**SET TASK**
Rewrite the data starting at the line that contains "A note to the class: find the clasped" and ending with the last line of the data, keeping every request as it stands. Shift every coordinate in the answers by -62.

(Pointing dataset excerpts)
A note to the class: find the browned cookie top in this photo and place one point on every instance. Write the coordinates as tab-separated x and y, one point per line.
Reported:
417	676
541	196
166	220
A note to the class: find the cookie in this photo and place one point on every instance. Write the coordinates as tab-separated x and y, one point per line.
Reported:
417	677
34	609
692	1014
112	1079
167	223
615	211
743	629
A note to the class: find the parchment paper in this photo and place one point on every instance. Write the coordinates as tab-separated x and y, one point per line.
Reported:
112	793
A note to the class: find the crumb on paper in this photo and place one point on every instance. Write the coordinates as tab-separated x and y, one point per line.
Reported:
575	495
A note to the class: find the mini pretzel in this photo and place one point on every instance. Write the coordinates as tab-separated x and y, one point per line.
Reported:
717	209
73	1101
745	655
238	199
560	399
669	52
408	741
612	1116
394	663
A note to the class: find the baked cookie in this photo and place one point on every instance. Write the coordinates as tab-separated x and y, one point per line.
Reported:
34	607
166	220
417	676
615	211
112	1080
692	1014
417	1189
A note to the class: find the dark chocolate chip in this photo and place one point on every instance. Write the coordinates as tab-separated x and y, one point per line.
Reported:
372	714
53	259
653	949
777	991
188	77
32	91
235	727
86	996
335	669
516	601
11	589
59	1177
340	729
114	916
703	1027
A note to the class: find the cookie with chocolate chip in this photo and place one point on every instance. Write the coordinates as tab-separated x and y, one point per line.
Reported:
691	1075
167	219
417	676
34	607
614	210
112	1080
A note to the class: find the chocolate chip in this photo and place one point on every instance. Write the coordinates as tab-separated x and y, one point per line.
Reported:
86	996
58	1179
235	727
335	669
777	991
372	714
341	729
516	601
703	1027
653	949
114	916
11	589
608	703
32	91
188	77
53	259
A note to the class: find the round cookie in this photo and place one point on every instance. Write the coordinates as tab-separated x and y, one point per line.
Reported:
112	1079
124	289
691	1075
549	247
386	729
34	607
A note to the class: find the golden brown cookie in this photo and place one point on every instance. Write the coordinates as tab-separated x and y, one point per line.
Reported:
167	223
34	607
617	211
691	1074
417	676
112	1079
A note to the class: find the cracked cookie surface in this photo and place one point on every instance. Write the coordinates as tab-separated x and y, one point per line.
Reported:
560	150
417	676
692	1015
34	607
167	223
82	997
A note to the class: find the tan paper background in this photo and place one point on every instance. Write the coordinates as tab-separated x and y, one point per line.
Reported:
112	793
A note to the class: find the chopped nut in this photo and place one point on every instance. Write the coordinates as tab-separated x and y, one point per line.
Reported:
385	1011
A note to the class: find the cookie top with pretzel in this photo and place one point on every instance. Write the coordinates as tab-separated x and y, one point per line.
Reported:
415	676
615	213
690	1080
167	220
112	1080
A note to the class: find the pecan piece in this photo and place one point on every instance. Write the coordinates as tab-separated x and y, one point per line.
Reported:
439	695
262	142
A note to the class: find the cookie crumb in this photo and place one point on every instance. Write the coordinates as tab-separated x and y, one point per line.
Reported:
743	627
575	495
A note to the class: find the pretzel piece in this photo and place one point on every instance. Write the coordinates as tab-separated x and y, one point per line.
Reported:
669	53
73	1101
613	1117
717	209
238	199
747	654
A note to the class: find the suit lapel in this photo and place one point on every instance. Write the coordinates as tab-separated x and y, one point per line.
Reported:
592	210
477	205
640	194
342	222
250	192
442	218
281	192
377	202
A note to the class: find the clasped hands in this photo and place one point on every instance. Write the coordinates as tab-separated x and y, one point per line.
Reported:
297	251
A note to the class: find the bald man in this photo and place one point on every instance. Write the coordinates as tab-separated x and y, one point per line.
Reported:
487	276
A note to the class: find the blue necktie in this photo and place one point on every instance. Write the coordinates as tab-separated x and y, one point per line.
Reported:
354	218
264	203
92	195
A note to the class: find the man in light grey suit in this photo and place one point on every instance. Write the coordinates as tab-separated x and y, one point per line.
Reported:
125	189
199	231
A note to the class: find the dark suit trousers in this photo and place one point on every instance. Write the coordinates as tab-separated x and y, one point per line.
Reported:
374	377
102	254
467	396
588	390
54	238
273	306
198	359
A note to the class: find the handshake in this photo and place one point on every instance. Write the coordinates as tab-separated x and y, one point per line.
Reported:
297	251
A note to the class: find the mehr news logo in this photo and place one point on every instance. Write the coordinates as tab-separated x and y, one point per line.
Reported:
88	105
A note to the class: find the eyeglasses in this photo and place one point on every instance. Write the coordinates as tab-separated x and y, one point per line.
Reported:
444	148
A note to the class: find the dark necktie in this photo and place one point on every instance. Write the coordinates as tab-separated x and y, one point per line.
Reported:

**SOLUTION TO THIS PROBLEM**
A note to the class: find the clasped hands in this photo and place one point on every instance. Write the coordinates as tab-separated x and y, one point per line.
Reported:
235	189
A note to the class: find the bald man in this photo and place one point on every instance. Write the coordinates as tab-separated x and y, one point per line.
Reported:
425	214
A note to the class: find the blue necktie in this photo and place one point on every instance. Write the coordinates as tab-separated x and y, one point per line.
Reported:
292	156
202	141
30	133
A note to the class: find the man in light grey suit in this photo and place one point on every instance. Write the coordinates as tab-separated x and y, one point per line.
Reported:
63	127
137	169
A note to the class: find the dark suit trousers in this photo and place one point on every instance. Write the coordinates as tab-separated x and y, one point per line.
Reported:
312	315
40	192
405	334
526	328
-8	176
211	244
136	297
A note to the class: find the handshake in this photo and place one point on every instance. Write the coordinates as tab-separated x and y, one point per line.
Reported:
235	189
A note to the class: find the mehr news logo in this photo and place one point on every instance. Write the coordinates as tab-separated x and y, one point per line.
Reported:
26	43
A note to the class: find the eyeglasses in this photo and place one point on every instance. Write the coordinates as tab-separated x and y, one point per line.
Reported:
382	86
A note to the class: find the dark necktie in this photo and place one point on every instance. Write the coordinates as tab-separated x and y, one point per line.
Reported:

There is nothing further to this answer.